▸ EXERCISE INPUTS
*-*-*
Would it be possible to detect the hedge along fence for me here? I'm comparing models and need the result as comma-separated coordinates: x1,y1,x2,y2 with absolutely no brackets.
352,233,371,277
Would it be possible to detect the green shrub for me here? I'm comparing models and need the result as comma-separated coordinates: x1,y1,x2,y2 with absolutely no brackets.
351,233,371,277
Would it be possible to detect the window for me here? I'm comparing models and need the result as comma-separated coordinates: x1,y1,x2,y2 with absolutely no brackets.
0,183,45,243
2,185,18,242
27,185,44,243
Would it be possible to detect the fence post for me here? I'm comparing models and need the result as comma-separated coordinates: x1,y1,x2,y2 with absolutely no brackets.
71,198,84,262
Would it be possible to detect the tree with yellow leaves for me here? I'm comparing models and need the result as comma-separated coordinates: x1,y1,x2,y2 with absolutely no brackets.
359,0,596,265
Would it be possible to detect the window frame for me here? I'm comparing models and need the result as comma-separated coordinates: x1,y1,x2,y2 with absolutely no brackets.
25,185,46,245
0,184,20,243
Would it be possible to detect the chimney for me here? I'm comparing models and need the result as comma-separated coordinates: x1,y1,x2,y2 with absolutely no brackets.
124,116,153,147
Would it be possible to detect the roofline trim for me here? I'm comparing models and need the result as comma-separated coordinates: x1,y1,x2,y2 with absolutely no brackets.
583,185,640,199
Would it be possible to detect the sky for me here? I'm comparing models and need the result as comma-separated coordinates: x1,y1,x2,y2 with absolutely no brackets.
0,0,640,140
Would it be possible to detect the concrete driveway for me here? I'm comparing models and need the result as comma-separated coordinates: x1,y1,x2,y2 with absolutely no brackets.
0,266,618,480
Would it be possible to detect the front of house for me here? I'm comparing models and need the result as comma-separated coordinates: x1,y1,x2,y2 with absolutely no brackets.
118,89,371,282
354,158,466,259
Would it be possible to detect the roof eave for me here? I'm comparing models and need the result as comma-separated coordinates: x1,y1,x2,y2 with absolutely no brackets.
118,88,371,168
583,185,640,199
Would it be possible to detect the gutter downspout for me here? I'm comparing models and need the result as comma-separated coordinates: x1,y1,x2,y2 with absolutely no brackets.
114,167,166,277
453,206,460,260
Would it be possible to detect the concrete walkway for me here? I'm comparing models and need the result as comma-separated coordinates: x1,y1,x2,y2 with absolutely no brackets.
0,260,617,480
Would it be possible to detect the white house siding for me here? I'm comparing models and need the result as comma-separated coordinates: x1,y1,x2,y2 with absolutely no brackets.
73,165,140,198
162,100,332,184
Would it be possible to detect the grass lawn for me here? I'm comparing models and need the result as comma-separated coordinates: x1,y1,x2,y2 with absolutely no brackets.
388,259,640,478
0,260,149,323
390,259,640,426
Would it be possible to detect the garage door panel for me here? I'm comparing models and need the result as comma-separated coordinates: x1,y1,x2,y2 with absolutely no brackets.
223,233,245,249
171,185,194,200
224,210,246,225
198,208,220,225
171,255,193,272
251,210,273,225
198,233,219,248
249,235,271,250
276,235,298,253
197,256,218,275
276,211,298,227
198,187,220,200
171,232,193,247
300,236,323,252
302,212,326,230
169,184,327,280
*-*-*
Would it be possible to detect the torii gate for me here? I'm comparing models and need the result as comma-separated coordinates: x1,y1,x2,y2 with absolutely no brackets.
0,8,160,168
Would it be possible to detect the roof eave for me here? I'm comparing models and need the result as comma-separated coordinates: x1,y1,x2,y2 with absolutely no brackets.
*-*-*
▸ GIVEN INSTRUCTION
Copy every line from the one holding "Would it be possible to detect the concrete walkway" through the one holding "169,184,327,280", inclusive, and increase each bounding-box coordinate in the answers by 97. Leave all other text in those lines as it is.

▸ PROBLEM SOLUTION
Would it be possible to detect the concrete walkway for me here? I'm comparing models and need the result as comma-separated coordinates: x1,y1,x2,y2 with absolutely no brackets.
97,357,714,577
Would it be possible to detect the white house siding for me here? I'm comparing models and need the result as comma-separated coordinates: x1,y1,x2,y2 with absolutely no brackets.
170,262,237,295
259,197,429,281
Would it be possible to detect the grass lawn for me here? I'm comparing models and need the result as comma-separated coordinates: x1,y1,x2,y2 with absolutely no brackets.
485,356,737,575
97,357,246,420
487,356,737,523
Would it be possible to detect the garage door panel for me here? I'm comparing models and need the result as comma-separated coordinates: x1,y1,x2,y2 with absolutely no brackets.
320,330,342,346
268,282,291,297
321,307,343,322
295,305,317,322
268,352,290,369
348,307,370,322
295,330,316,345
346,332,368,347
373,332,395,350
294,353,315,372
373,308,395,324
295,284,317,297
268,329,290,344
397,333,420,349
399,309,423,327
266,281,424,377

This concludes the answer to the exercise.